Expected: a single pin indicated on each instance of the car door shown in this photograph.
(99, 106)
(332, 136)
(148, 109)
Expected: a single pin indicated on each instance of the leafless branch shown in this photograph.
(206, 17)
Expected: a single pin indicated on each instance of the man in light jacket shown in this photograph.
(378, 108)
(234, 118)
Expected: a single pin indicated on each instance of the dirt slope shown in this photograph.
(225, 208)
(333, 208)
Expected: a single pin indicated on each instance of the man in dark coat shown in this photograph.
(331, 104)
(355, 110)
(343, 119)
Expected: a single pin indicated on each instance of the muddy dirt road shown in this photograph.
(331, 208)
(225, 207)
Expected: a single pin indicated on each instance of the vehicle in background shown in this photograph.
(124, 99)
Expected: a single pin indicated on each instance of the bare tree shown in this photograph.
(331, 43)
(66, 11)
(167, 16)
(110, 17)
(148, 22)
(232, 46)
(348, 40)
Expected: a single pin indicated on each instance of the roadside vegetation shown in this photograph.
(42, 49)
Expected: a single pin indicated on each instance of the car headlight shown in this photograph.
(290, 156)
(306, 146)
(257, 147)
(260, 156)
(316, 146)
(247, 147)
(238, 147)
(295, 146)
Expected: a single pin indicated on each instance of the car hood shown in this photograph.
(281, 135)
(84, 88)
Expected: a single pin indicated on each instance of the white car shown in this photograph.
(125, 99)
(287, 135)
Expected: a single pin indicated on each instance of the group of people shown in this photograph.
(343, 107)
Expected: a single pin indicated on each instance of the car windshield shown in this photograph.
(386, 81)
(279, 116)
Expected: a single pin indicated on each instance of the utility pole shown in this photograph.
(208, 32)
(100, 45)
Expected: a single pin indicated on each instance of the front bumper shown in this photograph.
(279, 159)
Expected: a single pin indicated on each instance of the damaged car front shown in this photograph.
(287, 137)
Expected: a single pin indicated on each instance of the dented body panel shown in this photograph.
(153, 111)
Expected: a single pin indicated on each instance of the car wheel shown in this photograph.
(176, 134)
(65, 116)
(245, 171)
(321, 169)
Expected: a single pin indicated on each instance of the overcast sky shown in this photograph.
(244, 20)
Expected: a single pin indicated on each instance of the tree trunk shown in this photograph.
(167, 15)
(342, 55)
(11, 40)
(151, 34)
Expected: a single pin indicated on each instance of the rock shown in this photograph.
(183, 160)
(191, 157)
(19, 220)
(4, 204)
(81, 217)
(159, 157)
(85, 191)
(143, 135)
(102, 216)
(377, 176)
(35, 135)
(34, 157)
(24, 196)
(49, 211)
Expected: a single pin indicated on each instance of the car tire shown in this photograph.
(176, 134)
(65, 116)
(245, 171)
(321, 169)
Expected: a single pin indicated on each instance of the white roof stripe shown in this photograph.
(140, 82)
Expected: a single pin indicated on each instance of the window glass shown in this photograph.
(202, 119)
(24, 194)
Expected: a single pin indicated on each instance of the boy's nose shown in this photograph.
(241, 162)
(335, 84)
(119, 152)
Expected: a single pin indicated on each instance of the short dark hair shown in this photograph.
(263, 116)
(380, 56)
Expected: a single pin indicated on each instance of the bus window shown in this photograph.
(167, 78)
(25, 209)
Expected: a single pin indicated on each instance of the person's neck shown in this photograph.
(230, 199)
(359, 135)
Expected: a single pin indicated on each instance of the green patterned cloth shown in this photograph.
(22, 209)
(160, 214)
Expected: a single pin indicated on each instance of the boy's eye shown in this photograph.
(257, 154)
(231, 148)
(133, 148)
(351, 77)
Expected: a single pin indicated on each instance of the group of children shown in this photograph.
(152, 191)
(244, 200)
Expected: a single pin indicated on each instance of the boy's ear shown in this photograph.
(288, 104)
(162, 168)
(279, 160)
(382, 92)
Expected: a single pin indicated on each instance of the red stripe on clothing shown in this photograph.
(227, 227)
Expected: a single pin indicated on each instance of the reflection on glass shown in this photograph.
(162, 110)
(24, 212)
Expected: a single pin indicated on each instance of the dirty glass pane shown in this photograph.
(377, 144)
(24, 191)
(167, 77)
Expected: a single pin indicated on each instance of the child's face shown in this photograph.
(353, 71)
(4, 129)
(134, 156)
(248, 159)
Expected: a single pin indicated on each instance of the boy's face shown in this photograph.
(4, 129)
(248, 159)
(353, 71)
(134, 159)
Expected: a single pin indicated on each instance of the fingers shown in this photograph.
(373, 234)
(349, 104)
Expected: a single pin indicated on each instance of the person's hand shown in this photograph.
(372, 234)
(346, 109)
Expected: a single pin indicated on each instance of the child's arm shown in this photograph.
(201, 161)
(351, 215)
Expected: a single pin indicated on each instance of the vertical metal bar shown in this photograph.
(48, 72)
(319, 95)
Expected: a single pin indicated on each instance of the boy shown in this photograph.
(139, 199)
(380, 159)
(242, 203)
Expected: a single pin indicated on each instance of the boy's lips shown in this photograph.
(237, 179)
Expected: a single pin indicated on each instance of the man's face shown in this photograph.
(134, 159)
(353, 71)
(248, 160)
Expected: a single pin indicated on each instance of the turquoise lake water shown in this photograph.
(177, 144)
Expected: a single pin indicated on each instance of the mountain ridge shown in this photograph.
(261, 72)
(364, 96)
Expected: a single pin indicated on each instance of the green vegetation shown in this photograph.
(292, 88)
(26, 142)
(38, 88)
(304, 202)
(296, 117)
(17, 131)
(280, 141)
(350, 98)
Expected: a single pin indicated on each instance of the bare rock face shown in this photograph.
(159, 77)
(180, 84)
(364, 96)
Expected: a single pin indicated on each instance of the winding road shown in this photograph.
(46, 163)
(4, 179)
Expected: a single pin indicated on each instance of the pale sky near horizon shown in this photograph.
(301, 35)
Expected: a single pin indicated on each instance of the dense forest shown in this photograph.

**Set problem**
Write out the lines above, starting at the line that contains "boy shown in this photograph." and ending with the final line, and nothing else; copy them exactly.

**Output of the exercise**
Expected: a single pin indicated on each instance of the boy shown in this photograph.
(139, 199)
(380, 159)
(242, 203)
Expected: a single pin indicated on each instance of the boy's lips shown in this photograph.
(237, 179)
Expected: a single pin indicated on each instance of the man's face shown in this photograph.
(134, 159)
(353, 71)
(248, 160)
Expected: a single pin indicated on each instance of the turquoise lake water shown in this photograph.
(177, 144)
Expected: a single pin indicated on each instance of the mountain ridge shown in this photograph.
(261, 72)
(364, 96)
Expected: a single pin indicated on each instance of the green vegetation shown in this photograph.
(292, 88)
(26, 142)
(38, 88)
(304, 202)
(296, 117)
(17, 131)
(280, 141)
(350, 98)
Expected: a single pin indicated on each instance of the bare rock face shown in this photograph.
(159, 77)
(180, 84)
(364, 96)
Expected: a single pin indicated on each instance of the winding road shown in this photograph.
(46, 163)
(4, 179)
Expected: a single pin indicated on each instance of the pale sky near horizon shown in this photograph.
(301, 35)
Expected: a single pin indicated on each instance of the dense forest shown in this photograph.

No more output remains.